▶ _Required action_: Once you find the line that contains "point: the person in purple", transcribe it and each line after it through the end of the listing, exactly as written.

================

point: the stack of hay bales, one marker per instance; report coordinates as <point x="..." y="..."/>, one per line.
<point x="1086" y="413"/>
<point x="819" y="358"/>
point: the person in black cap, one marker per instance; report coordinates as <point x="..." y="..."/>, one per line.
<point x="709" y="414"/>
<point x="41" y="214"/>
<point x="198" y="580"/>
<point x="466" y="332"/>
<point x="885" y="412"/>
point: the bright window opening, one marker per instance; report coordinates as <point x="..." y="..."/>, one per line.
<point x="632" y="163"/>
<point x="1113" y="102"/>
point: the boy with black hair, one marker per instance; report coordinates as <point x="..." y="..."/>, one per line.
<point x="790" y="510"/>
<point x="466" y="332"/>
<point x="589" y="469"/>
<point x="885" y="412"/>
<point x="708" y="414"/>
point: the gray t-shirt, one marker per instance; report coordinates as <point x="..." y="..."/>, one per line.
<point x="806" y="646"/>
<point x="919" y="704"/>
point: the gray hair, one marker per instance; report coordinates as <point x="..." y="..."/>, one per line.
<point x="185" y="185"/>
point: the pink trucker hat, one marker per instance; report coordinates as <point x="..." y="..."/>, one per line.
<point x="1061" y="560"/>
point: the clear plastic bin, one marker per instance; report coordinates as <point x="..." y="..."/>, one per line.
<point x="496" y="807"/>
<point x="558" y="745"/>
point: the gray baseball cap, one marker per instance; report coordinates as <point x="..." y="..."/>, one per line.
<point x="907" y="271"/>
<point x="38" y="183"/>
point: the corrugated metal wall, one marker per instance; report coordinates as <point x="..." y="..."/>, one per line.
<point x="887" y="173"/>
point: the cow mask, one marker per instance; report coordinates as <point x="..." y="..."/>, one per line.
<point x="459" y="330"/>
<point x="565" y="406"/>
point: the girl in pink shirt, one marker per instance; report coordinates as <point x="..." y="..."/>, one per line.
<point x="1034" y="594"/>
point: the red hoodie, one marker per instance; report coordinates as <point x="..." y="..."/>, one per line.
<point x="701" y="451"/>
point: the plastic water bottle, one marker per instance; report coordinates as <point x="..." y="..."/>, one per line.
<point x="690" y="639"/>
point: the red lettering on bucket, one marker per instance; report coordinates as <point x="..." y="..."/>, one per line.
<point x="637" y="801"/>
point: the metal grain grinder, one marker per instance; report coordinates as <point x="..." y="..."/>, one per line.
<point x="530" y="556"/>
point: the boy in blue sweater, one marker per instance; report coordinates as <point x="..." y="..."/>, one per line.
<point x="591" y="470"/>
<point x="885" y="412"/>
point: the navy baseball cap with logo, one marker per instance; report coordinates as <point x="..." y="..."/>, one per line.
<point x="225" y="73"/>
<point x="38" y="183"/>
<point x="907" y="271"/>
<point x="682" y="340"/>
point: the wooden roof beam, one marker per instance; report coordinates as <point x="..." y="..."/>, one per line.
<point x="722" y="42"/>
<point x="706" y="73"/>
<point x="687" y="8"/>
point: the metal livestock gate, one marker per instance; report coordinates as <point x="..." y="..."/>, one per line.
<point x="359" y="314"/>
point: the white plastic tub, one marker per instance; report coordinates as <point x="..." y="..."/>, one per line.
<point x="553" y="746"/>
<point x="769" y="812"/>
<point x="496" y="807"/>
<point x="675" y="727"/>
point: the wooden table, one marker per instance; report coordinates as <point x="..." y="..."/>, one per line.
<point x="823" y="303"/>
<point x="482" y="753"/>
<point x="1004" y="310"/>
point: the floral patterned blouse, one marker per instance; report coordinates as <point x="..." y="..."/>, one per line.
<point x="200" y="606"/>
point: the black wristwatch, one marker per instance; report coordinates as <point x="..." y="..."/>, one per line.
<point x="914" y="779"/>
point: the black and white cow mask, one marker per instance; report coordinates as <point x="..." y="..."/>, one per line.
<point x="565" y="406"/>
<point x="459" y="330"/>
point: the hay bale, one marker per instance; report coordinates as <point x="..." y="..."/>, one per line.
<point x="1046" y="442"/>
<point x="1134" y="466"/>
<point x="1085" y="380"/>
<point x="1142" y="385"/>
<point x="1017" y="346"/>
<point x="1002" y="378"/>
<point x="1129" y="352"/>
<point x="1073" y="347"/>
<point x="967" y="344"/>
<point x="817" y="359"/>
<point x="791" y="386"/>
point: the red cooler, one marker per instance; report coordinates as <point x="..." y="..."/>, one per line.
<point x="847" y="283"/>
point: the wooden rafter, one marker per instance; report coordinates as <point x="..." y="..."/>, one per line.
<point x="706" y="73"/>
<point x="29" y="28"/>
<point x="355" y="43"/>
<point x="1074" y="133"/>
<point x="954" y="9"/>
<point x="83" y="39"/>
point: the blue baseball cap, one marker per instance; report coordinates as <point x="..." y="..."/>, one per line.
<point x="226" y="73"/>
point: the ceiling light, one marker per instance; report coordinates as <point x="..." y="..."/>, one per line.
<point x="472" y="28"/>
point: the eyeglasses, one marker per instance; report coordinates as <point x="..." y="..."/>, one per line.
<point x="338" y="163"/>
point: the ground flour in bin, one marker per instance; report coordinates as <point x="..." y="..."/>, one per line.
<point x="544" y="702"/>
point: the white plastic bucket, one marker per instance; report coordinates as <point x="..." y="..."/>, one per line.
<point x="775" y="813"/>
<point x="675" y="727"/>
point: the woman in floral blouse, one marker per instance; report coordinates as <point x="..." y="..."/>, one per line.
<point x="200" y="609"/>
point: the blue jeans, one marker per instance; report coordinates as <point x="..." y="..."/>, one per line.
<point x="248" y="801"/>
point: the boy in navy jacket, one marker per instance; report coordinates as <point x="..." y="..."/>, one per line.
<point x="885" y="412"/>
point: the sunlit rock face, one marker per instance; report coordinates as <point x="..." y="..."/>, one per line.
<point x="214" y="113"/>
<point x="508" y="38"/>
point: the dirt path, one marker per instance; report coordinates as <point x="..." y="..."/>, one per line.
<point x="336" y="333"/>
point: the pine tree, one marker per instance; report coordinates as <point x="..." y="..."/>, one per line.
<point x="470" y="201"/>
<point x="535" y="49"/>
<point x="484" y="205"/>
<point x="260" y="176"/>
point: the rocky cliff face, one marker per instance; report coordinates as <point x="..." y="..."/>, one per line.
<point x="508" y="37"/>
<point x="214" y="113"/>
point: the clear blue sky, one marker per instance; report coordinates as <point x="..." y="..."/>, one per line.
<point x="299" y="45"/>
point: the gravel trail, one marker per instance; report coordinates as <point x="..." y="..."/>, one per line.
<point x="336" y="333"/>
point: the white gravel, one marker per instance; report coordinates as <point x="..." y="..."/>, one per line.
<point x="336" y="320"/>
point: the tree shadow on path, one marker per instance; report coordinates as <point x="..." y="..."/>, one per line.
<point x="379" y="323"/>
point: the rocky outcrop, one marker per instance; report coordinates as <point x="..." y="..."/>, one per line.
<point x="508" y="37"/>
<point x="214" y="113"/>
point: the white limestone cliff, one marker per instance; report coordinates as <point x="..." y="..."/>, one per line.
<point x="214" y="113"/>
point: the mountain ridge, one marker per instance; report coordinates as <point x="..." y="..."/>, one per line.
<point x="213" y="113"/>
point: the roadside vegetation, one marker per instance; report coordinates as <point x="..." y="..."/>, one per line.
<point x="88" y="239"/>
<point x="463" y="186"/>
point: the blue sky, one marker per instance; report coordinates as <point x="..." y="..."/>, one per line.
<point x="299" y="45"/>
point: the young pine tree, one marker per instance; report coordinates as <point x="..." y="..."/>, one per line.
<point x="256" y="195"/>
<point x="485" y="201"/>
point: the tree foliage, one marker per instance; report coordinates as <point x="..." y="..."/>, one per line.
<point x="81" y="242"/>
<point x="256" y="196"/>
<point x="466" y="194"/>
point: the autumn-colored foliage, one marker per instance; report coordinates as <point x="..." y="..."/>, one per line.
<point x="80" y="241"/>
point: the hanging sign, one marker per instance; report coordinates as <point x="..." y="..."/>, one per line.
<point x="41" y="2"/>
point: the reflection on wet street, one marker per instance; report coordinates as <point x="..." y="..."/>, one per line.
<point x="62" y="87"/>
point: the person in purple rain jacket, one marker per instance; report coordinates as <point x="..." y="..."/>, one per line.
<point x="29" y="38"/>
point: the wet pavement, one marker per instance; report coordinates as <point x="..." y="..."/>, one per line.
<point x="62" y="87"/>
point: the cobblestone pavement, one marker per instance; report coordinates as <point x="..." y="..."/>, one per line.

================

▶ _Answer box_:
point: the person in purple rain jacket, one marker per instance; report coordinates as <point x="..." y="..."/>, one per line.
<point x="29" y="38"/>
point: the wet pavement, one marker per instance; report coordinates as <point x="..." y="..."/>, one per line.
<point x="62" y="87"/>
point: the cobblestone pavement, one marker per instance; report coordinates as <point x="..." y="..."/>, one per line.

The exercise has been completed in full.